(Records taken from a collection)
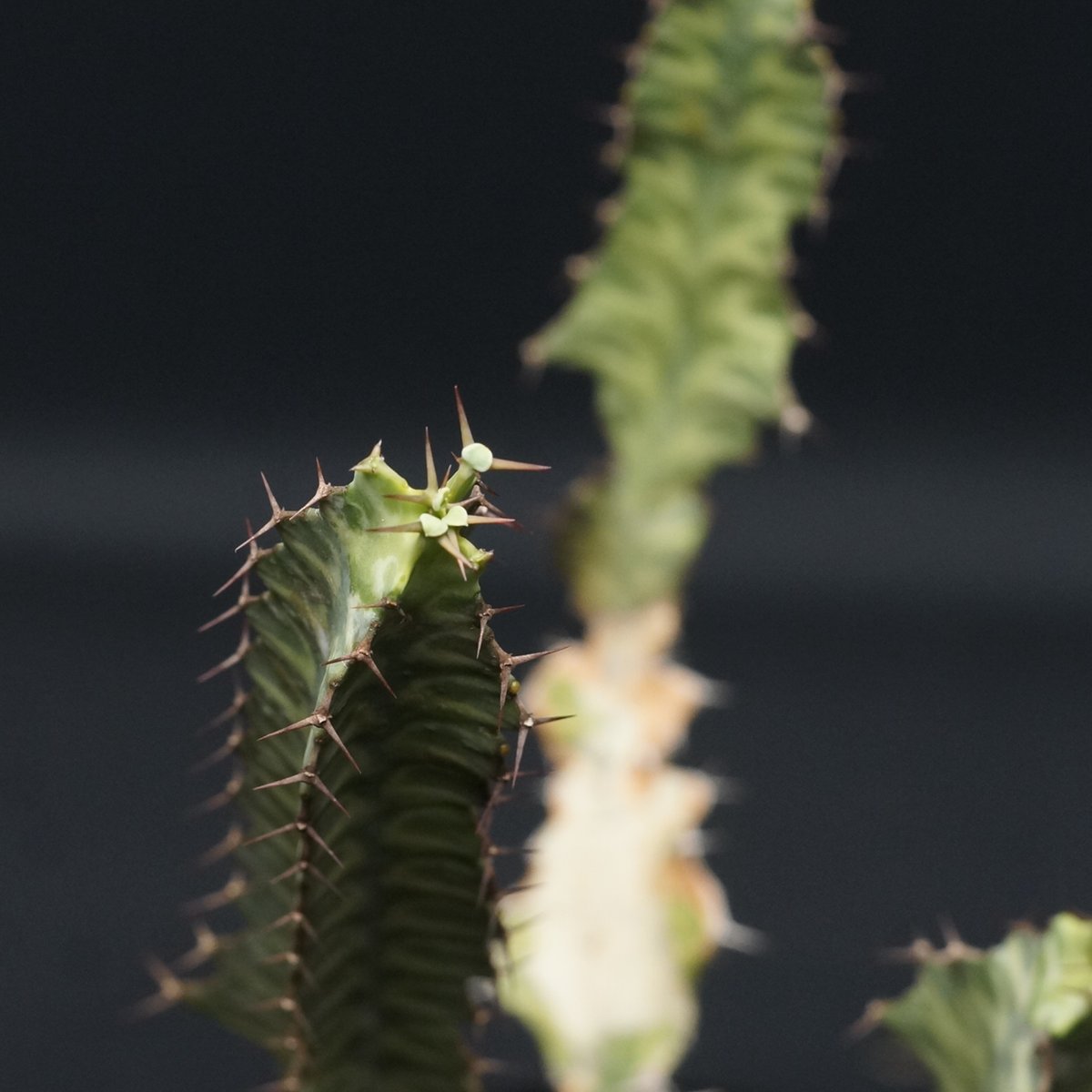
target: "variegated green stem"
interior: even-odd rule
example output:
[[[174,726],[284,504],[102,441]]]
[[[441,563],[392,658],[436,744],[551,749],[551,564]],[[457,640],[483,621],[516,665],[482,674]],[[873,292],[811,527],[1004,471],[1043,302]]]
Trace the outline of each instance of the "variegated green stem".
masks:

**Problem requirements:** Copy the lines above word for word, but leave out the pictures.

**Worked solution:**
target: "variegated green stem"
interior: even-odd rule
example output:
[[[174,726],[284,504],[102,441]]]
[[[441,563],[392,658],[436,744],[551,749],[551,564]],[[457,640],[483,621],[516,665],[482,674]],[[873,292],[811,527],[1004,471],[1043,302]]]
Trace the outline of each instance of the "variegated green stem".
masks:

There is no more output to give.